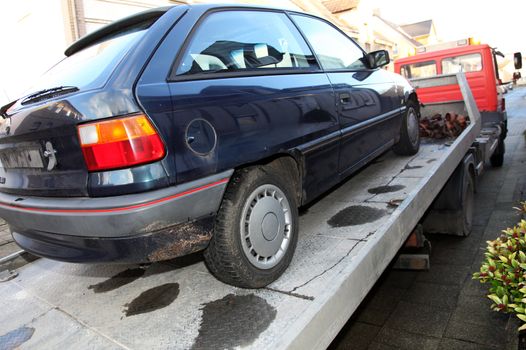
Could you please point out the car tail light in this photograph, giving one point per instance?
(120, 143)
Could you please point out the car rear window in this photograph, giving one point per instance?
(464, 63)
(419, 70)
(92, 66)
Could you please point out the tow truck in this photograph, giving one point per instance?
(347, 239)
(480, 64)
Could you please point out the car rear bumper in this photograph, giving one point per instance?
(61, 228)
(178, 240)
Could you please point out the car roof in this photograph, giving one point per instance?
(144, 16)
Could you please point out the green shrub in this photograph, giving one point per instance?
(504, 268)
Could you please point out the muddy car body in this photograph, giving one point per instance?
(161, 135)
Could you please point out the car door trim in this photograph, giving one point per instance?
(353, 129)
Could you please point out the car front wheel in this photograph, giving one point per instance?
(256, 229)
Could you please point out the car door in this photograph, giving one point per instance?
(366, 99)
(245, 87)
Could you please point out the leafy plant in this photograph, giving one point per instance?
(504, 268)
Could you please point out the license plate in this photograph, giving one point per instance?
(21, 158)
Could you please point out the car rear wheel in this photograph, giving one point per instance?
(256, 229)
(409, 142)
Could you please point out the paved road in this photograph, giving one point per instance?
(444, 308)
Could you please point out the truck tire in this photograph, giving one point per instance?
(256, 228)
(409, 142)
(497, 159)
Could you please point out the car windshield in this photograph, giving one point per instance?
(91, 67)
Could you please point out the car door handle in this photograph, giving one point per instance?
(345, 98)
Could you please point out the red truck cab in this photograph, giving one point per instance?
(478, 62)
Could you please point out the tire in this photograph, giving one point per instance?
(468, 203)
(256, 228)
(497, 159)
(409, 142)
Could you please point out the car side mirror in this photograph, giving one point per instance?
(517, 60)
(378, 58)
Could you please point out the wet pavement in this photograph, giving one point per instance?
(443, 308)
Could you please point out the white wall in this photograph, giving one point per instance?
(32, 39)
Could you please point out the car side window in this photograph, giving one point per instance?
(233, 41)
(333, 49)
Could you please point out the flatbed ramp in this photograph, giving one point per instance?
(347, 239)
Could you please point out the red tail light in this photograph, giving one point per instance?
(120, 143)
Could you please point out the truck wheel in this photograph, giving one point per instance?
(256, 229)
(468, 197)
(497, 159)
(409, 142)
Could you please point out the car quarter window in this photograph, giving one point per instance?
(237, 40)
(333, 49)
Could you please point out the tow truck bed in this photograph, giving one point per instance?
(347, 239)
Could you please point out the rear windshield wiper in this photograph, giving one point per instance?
(48, 93)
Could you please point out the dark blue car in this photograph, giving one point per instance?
(194, 128)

_PROBLEM TO SOLVE_
Reproduce the full listing faithfully, but do not carry over any pictures.

_EXERCISE ANSWER_
Could you please point out the car tail light in this photograph, giving one point per instance?
(120, 143)
Could you please point out the car rear window in this photograph, giving one point per instance?
(464, 63)
(419, 70)
(92, 66)
Could you please point out the tow truck in this photograph, giving one point per instance?
(347, 239)
(480, 64)
Could you please point out the car rear bumper in this photograph, giving one point per instance?
(61, 228)
(178, 240)
Could you please point out the car roof in this photograph, giving one point per instance?
(144, 16)
Could you please point out the green shrub in this photograph, giving one point per instance?
(504, 268)
Could you please point out the muddy car body in this photograph, giving one point per instance?
(161, 135)
Could you please point out the car door trim in this photograph, giving one point per instance?
(353, 129)
Could you please point out the car front wheel in this photograph, giving one point per instance?
(256, 229)
Could you please point out the car door in this photograph, giving one point per instance?
(366, 99)
(245, 87)
Could you please point out the leafy plant in this photograph, giving one point per instance?
(504, 268)
Could you please point out the license plate in this photograph, giving one point per instance?
(21, 158)
Could you please point out the car rear wheel in this photograph, giving one point per instance?
(256, 229)
(409, 142)
Could you please point out the paved road in this photograph, giving one point per instance?
(444, 308)
Could you please point out the truck tire in this photograph, giving one point per instance?
(256, 228)
(409, 142)
(497, 159)
Could you please point out the car windshield in this photograph, giving one point per instance?
(91, 67)
Could you please point out the car door handle in this photograph, giving one point per instance?
(345, 98)
Could you please point out the red truck cab in this photograph, giving one point per instance?
(478, 62)
Could you please point out the tire in this photograph, giving one point per instance?
(468, 203)
(256, 228)
(497, 159)
(409, 142)
Could you please point out the car side mirror in this photograph, giving one point per instance?
(517, 60)
(378, 58)
Could you please point out the wet pavement in this photograph, giving one point per instance?
(443, 308)
Could you please point out the white wall in this photograph, giving one point per instance?
(32, 39)
Could you please point out the car side window in this photograph, giving one point per instance?
(233, 41)
(333, 49)
Could you please point out the flatbed ramp in this photograph, giving one point per instance?
(347, 239)
Could you please point out the red tail light in this photograph, giving one point per instance?
(120, 143)
Could you please point out the truck wheel in this photograph, giving one point per instance?
(256, 229)
(468, 197)
(497, 159)
(409, 142)
Could you please point out the car quarter window in this photograph, giving one point per instance?
(237, 40)
(333, 49)
Could you please point out the tow truck bed in this photograph, giving one point per instance?
(347, 239)
Could you please point out the rear windshield wiper in this photograph, giving one point per instance?
(48, 93)
Could you please point out the dark blue car in this photograph, giving one point per instance?
(194, 128)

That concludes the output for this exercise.